§ **Belge Alıntısı**
--

Bugüne kadar dünya genelinde ülkelerin iç çatışmalarından ve tezatlarından meydana gelen darbeler göstermiştir ki, o ülkeye zarar vermiştir.

            Darbelerde her zaman iki taraf vardır.  Birisi rejimsel tepkilere karşı meydana gelen ayaklanmalar, diğeri de ayaklanmalara karşı dik durup, güçlü bir tavır ve önlemlerle ülkedeki gücünü koruyabilen siyasilerle ona tabi idari, askeri ve sosyal güçler...

            Tarihsel sürece baktığımızda, genellikle darbecilerin başarılı olduklarını görürüz.  Unutulmamalıdır ki tarih de tekerrürden ibarettir.  Bir gün o darbecilere de darbe yapıldığı unutulmamalıdır.  Dolayısı ile iç ve dış siyasetin yapılanmasındaki icraatlarda büyük güçler de çok büyük rol oynar.

            Yani ülkeler çatışmasında zaman zaman bazı büyük güçlerin de parmağı giriyor işin içine.  Ne yaparsınız?  Siyaset öylesine siyah veya gridir.

            Örneklemeler yapacak olursak, bugüne kadar Türkiye’de yapılan darbelerin, ülke demokrasisine çok büyük zararlar verdiğini görürüz.  Bunun en bariz örneği, 27 Mayıs 1960 ihtilali ve Adnan Menderese, Fatin Rüştü Zorlu ve Hasan Polatkan’ın Yassıada’da idam edilişleridir.  Bu darbe, gerçekten Türk demokrasisi için tam bir yüz karasıydı.  Nitekim yıllar sonra AKP’nin girişimi ile bu üç değerli devlet adamı devlet töreni ile mezarlarından alınarak İstiklal Caddesi üzerindeki anıt mezara gömüldüler.  Yani iade-i itibar gerçekleşti.

            İnsan bir an için düşünüyor.

            Siz suçsuz insanları “suçlu gibi” yargılayınız, sonra da hatadan dönmek için idam ettiklerinizin itibarını iade ediniz.  Neye yarar?  O kadar değerli siyaset adamları siyaset sahnesinden silindikten sonra.

--

§ **Sağlanan Bilgiler**
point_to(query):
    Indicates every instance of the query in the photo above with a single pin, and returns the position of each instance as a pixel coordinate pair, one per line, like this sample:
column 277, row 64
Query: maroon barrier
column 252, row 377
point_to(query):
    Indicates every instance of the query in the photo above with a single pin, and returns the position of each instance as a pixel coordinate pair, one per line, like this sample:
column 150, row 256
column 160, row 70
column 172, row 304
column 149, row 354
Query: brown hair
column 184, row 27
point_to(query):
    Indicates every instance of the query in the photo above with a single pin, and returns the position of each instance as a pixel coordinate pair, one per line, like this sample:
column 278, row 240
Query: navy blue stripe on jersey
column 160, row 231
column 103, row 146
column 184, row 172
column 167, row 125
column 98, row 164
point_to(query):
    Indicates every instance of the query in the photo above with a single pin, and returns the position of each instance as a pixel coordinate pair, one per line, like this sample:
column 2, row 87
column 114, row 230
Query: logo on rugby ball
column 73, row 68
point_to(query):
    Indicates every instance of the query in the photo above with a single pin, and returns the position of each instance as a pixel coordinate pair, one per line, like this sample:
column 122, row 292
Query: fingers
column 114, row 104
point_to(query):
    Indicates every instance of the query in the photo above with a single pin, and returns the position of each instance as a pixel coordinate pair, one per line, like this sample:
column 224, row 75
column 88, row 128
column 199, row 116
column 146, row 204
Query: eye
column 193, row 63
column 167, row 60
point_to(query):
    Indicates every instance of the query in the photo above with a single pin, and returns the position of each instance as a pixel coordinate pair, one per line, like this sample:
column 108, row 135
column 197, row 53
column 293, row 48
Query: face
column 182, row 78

--

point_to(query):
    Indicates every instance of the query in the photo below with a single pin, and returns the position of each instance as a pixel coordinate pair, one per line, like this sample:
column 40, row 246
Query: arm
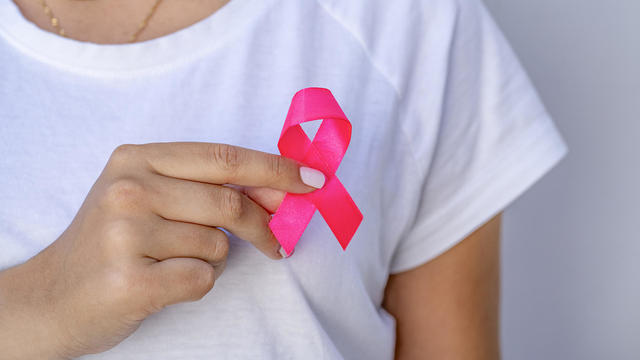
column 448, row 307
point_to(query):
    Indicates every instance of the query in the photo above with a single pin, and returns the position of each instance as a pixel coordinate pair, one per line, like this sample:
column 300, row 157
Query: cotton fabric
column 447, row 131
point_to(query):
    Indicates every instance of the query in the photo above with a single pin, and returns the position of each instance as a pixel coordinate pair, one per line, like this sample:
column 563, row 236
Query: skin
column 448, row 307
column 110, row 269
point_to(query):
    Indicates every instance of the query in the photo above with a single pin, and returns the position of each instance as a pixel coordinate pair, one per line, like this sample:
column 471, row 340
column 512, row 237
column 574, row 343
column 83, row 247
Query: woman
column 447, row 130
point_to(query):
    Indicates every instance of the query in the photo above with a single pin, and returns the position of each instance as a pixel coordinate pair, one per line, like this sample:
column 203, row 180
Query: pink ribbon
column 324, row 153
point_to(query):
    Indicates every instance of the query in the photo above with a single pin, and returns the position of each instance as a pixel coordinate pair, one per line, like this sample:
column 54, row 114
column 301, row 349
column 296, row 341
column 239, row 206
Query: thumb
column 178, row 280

--

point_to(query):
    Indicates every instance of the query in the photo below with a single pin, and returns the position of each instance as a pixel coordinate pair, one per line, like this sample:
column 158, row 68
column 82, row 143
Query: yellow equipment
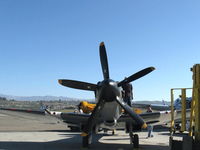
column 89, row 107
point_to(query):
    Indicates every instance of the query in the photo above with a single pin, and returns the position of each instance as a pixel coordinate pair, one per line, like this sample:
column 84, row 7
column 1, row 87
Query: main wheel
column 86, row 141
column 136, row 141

--

§ **Görev Koşulları**
Darbeler üzerine yazıya göre lütfen şu soruları yanıtlayın:
1. Darbelerde her zaman kaç taraf vardır?
2. Yassıada'da idam edilen üç devlet adamı yıllar sonra kimin girişimiyle yeniden gömüldü?
3. Siyaset hangi renklerle nitelendiriliyor?
Yalnızca darbeler üzerine yazıya dayanın, listeye değil.

§ **Görev Yanıtı**
1. İki.
2. AKP'nin girişimiyle.
3. Siyah veya gri.